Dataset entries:
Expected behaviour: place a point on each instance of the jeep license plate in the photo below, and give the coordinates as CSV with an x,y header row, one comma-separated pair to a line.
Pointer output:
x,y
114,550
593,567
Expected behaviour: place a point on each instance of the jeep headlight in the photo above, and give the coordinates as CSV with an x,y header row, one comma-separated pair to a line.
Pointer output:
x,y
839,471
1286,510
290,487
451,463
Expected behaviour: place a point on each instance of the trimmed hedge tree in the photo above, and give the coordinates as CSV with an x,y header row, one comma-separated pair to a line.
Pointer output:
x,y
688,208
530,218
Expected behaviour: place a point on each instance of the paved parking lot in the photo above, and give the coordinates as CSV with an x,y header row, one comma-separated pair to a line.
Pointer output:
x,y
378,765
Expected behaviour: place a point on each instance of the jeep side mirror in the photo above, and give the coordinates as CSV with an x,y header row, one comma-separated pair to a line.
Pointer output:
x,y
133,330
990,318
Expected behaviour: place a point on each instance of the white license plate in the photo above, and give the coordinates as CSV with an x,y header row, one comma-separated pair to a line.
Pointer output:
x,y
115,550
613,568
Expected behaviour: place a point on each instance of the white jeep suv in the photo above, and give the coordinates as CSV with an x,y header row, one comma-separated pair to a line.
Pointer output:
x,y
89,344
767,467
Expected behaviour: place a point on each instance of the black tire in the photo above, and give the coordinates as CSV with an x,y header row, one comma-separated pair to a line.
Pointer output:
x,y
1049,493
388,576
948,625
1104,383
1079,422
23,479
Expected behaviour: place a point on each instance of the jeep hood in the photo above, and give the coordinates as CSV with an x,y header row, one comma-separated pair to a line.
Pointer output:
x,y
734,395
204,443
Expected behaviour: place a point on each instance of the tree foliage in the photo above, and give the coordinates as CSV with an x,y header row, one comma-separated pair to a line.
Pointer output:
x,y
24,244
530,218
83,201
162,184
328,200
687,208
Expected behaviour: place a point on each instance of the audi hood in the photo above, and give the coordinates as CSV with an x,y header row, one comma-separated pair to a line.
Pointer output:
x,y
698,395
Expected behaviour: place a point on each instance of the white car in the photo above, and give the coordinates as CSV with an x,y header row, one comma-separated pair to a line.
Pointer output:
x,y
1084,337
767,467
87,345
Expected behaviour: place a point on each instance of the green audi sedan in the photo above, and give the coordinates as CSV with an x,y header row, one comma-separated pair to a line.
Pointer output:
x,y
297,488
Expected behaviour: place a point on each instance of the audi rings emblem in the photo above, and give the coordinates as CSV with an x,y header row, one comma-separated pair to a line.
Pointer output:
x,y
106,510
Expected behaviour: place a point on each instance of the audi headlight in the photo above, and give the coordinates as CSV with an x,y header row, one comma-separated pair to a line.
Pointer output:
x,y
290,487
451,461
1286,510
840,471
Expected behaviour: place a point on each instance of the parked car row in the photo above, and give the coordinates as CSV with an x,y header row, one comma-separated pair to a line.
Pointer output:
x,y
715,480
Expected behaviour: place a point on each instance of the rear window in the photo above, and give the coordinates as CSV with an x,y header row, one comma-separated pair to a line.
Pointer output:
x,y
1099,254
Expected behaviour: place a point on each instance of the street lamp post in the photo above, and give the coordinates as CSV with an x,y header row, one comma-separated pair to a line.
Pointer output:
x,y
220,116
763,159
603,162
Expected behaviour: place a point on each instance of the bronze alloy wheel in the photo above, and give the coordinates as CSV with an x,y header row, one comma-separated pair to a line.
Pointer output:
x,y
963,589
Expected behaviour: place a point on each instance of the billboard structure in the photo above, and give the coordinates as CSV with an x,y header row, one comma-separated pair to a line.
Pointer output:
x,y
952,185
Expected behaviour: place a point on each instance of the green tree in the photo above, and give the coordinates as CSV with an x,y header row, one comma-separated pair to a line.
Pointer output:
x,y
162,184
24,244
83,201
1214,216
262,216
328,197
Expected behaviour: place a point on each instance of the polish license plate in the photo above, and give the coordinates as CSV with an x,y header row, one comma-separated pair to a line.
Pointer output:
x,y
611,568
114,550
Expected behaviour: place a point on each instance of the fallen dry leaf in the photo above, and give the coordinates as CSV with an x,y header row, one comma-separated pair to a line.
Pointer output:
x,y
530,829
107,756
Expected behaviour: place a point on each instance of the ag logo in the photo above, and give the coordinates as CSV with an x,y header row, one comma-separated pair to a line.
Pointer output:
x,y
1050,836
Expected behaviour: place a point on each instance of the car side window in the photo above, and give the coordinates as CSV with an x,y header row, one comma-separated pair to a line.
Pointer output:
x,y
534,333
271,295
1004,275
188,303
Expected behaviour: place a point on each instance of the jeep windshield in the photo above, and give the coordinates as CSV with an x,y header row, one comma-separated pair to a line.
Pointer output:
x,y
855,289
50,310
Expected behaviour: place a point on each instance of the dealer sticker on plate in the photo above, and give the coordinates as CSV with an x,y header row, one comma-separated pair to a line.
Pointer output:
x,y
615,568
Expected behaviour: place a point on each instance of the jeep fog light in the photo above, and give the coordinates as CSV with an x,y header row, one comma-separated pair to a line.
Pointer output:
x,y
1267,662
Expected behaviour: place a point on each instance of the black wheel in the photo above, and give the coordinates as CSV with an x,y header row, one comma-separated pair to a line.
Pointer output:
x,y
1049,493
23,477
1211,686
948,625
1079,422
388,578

TASK STATEMENT:
Each of the records is to be repeated word for word.

OUTPUT OF THE EXERCISE:
Expected behaviour: place a point on each instance of the jeep license plate in the photo below, and give the coordinates as CSV with an x,y header row, one comma-separated pair to a line.
Pointer output:
x,y
114,550
593,567
Expected behaviour: place a point on each instance of the jeep headlight in the photo above, and give the coordinates as CSV with an x,y header row, one comma-separated pair to a line.
Pointer output:
x,y
839,471
1286,510
290,487
451,463
Expected behaviour: place a point on each instance of the trimmed hedge tree in the photo above, and give the coordinates as CSV with an x,y header row, one comma-separated pair to a line.
Pointer output:
x,y
688,208
530,218
Expected behaviour: place a point on each instance of the paved parking lot in the photo above, and give the coordinates as CSV with an x,y header row, one comma-separated pair to a line.
Pointer output:
x,y
378,765
Expected behaviour: place a point on each instance of the jeep side mirror in the photo above, and give the coordinates as CSV with an x,y header row, one comma-separated pair to a line.
Pointer output:
x,y
133,330
990,318
Expected behaviour: place a point on each instance of the white license plate in the photo above, and give the coordinates as CSV with an x,y header row, one comma-separated pair to a line.
Pointer output:
x,y
115,550
613,568
Expected behaviour: place a point on each instance of the white jeep suv in the photo above, and give the coordinates as CSV with an x,y header row, one comma-separated pair to a line.
Pointer output:
x,y
89,344
767,467
Expected behaviour: place a point on each instance of the black tire in the photo above, and give the coordinates as CSV with an x,y header row, one comma-separated pair to a line.
Pointer output:
x,y
1049,493
388,576
948,625
1104,383
1079,422
23,479
Expected behaviour: place a point on each instance of the jeep hood in the photo above, and give the coordinates as CSV with an x,y header row, one comma-separated pair to a line.
Pointer output:
x,y
734,395
204,443
Expected behaviour: place a point on each instance of the tree foliage in the photo above, and give the coordinates as CSV with an x,y header row, one comma-separated pair to a line.
Pointer output:
x,y
24,244
530,218
83,201
162,184
328,200
687,208
Expected behaviour: place a point on each instance of the audi hood in the photo above, and give the coordinates as CSV with an x,y header row, one comma-separated pair to a line.
Pointer output:
x,y
698,395
Expected behaviour: place a point on each instance of the white car in the photo above, and give the coordinates as CSV with an x,y header row, one comma-separated pair to a line.
Pointer output:
x,y
1084,337
767,467
87,345
Expected behaviour: place a point on each instance of the green audi sedan in the photo above, and give the coordinates as CSV with an x,y header row, one comma-separated pair to a line.
Pointer output:
x,y
297,488
Expected behaviour: place a point on each instance of the audi rings emblem in the photo above, and give the coordinates as CSV with an x,y header row, one comma-separated pair to a line.
Pointer output:
x,y
106,510
Expected behaviour: place a point on each instance of the audi headlight in the photo above, and give the coordinates as CSV with an x,y header row, one comma-separated pair to a line.
Pointer output:
x,y
290,487
451,461
1286,510
840,471
Expected behaviour: place a point on each instance of the parked car row in the photo above, and give the coordinates as CSV with an x,y header row, one comma-separated pair to a line.
Pointer output:
x,y
715,480
Expected behaviour: place a point on each instance of the rear window in the photo above, and give the coordinates as CSV with an x,y header row, one comma-separated pair to a line.
Pointer output:
x,y
1099,254
Expected behaviour: place a point on each instance of the street lamp post in the photo above, and give the coordinates as CSV with an x,y header row, one comma-separated pair to a line.
Pointer output:
x,y
220,116
763,159
603,162
Expected behaviour: place a point on each instance of the bronze alloy wheel in the photo above, and give the coordinates as CSV with an x,y header row, one comma-separated pair to a line.
Pointer output:
x,y
963,589
Expected behaviour: place a point on each instance of the billboard structure in the photo above, and give the coordinates as CSV with an x,y header row, one comma-separated pair to a line.
Pointer output:
x,y
952,185
Expected behaviour: place a point on each instance of the green tree in the photo above, and give the coordinates as CSV with an x,y header row, one comma-separated pair to a line.
Pointer output:
x,y
162,184
24,244
83,201
1214,216
262,216
328,197
Expected behaviour: place a point on each instance of the polish license plate in the photo above, and give the coordinates as CSV with an x,y header row, one comma-separated pair to a line.
Pointer output:
x,y
611,568
114,550
Expected behaviour: place a point on each instance of the fallen dry leaf in the photo above, and give the coordinates as CSV with an x,y header row, one comma-separated pair to a line.
Pointer output:
x,y
530,829
107,756
Expected behaviour: place a point on each instance of the ag logo in the photo above, and give the coordinates as CSV with an x,y header row, one comma-separated pair to a line.
Pointer output:
x,y
1050,836
Expected behaviour: place a point on each instance of the car side window in the photo above, and give the coordinates as CSV with an x,y header row, one comma-separated pair to a line.
Pointer output:
x,y
534,333
271,295
1004,275
188,303
Expected behaviour: place a point on each instance of the jeep windshield in the photo above, and give the coordinates as CSV with an x,y header row, one comma-separated pair to a line.
Pointer output:
x,y
855,289
50,310
Expected behaviour: place a point on each instance of the dealer sticker on plate in the photo above, and give the coordinates as CSV with an x,y header row, one comma-separated pair to a line.
Pointer output:
x,y
615,568
Expected behaviour: place a point on each instance of the jeep fog light in the photo above, and give the coordinates as CSV with an x,y header row, one comma-separated pair to a line.
Pointer output:
x,y
1267,662
Expected behaviour: place a point on each instance of the black wheel in the photo above, and give the coordinates as CSV with an x,y header row, one comma-separated pair to a line.
Pointer output:
x,y
1049,493
23,477
1211,686
948,625
1079,422
388,578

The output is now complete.